* Begin Entries shown *

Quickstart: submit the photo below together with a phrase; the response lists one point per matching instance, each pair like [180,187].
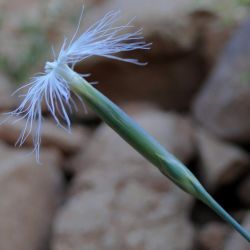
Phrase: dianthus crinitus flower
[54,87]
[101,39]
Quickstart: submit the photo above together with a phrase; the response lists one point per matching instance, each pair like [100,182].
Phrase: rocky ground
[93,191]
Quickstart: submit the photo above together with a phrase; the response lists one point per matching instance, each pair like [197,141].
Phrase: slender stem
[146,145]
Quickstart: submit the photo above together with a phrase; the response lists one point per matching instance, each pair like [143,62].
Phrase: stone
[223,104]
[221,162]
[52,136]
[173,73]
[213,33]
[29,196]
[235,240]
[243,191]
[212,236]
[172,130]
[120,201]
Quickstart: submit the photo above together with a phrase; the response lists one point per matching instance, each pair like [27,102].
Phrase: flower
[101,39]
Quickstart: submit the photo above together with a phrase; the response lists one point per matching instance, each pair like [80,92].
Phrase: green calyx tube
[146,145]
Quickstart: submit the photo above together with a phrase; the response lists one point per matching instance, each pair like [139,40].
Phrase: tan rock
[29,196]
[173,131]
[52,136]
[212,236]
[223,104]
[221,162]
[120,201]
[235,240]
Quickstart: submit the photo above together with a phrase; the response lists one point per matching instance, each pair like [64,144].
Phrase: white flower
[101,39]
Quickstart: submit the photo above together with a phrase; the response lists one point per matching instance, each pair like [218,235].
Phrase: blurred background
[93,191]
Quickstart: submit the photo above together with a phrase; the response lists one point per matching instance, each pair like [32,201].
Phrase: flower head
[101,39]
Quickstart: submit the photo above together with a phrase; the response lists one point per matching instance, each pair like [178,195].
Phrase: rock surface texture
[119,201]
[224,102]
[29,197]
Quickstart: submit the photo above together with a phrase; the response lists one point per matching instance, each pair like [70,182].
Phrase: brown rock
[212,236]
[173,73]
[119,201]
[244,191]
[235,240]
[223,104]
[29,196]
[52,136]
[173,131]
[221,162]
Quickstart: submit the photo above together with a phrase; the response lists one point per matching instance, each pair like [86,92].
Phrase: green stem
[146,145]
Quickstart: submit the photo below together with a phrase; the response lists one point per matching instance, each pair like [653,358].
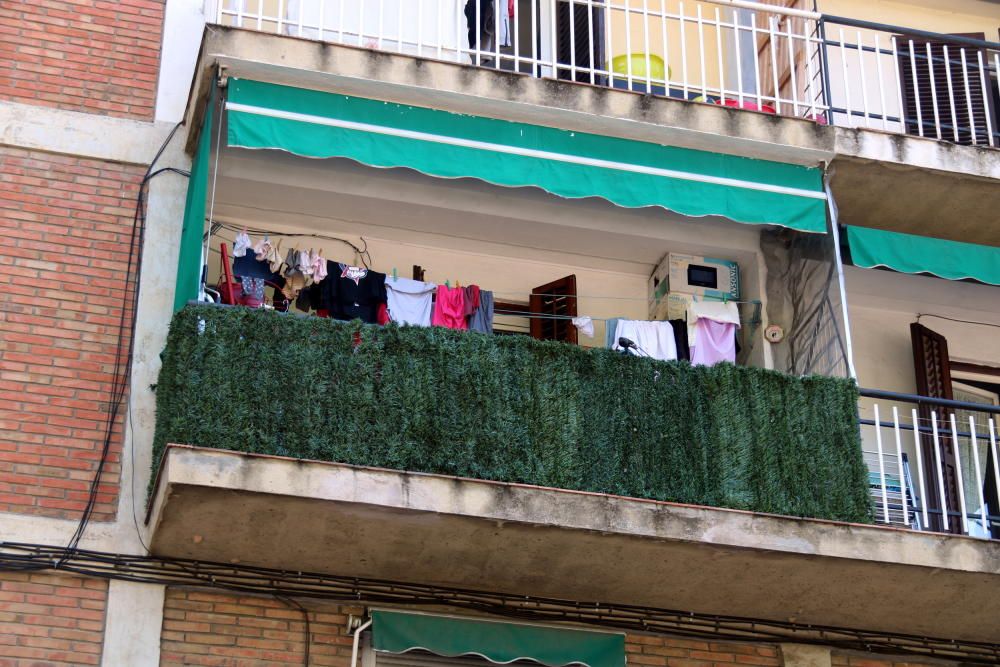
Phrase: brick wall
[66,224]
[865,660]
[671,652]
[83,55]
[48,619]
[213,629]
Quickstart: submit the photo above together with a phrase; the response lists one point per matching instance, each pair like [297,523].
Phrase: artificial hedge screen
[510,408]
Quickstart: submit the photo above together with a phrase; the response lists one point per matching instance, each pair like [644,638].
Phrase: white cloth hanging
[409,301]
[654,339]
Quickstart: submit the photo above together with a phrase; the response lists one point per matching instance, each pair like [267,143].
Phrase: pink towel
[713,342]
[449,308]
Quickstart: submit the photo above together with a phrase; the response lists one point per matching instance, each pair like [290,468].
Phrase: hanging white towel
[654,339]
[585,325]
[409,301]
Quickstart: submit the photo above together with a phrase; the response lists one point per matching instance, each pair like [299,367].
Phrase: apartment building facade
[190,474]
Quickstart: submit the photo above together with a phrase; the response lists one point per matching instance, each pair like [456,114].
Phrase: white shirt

* End Entries shown *

The problem – Could you copy all of the records above word for word, leaving the pictures out of your answer?

Result –
Quickstart: submit the photo below together with a phrase; the response lists one point per matching instance, each pair like [180,187].
Phrase: dianthus crinitus flower
[54,87]
[101,39]
Quickstart: submit the photo above together with a phrase; the response lists one point per matching instance, each pair like [100,182].
Phrase: rocky ground
[93,191]
Quickstart: submit the photo above together with a phrase; the response lists one point per matching instance, each pair like [197,141].
Phrase: slender stem
[146,145]
Quickstart: submit the photo above together with a phrase; the response lists one point per matching instance, each pair like [143,62].
Phrase: stone
[223,104]
[221,162]
[52,136]
[173,73]
[213,33]
[29,196]
[235,240]
[243,191]
[212,236]
[172,130]
[120,201]
Quickstart: submit the photo above together with a phrase; the response lists one point per matching instance, each pair like [27,102].
Phrase: flower
[101,39]
Quickstart: submit the photo above together with a phrase; the response lists one point per matching instance, each pair like [80,92].
Phrase: green calyx tube
[146,145]
Quickstart: submit the photo above together with a phrase; the response lists one point per matching instance, each pair like [139,40].
Phrase: tan rock
[29,196]
[173,131]
[52,136]
[212,236]
[223,104]
[221,162]
[120,201]
[235,240]
Quickstart: submit the photo above together with a phrase; the response lists one point per matching instance, each pair like [64,144].
Phrase: white flower
[101,39]
Quickstart: submit the photo above together with a phrase; the response lists one point per matching instance, each pair like [218,235].
Phrase: blurred background
[93,191]
Quickstart: submit the photo above together with a phrase; the response lists one point per matching instance, each pair like [32,201].
Phrase: flower head
[101,39]
Quickstart: submit the photo above together with a phrase; the response lists one point per matching instance, each pair like [178,195].
Phrase: rock surface texture
[119,201]
[224,102]
[29,197]
Quickstart: submit the photo above together with a phrase; the response lists one point per matching instance, each pair like [70,182].
Phrase: brown rock
[212,236]
[173,73]
[119,201]
[244,191]
[235,240]
[223,104]
[29,196]
[52,136]
[173,131]
[221,162]
Quickstart: submit the photo above together with a phrase; the response lists one point per matching instance, each pair like [86,92].
Phrase: green stem
[146,145]
Quickstart: submit the photo below together with a phrase; the response lists one point per matching instance, each pair like [653,358].
Phrase: brick wall
[66,224]
[865,660]
[671,652]
[83,55]
[48,619]
[213,629]
Quickstart: submit the photo above together with a phrase; the response lists one point per matching instance, each pair like [297,523].
Phrase: artificial hedge screen
[510,408]
Quickstart: submit the photo above together with a phrase; the response lists one point per matching instance, each pair like [644,638].
Phrase: white cloth hanging
[409,301]
[654,339]
Quickstart: submit the photo above together with a phrase; the response lists one point per matching instance, each pair like [267,143].
Phrase: pink towel
[713,342]
[449,308]
Quickstart: submit the photo above together with a phrase; the response lists one point per matching instance, each pair like [290,468].
Phrase: hanging white towel
[654,339]
[585,325]
[409,301]
Quickstart: submit the photo above together with a phrase; the response lists one point per matching instance, each pair like [299,367].
Phrase: apartment building facade
[190,474]
Quickstart: submit the photo above together with a phrase; the response lists one point per matching instance, each pair like [456,114].
Phrase: white shirt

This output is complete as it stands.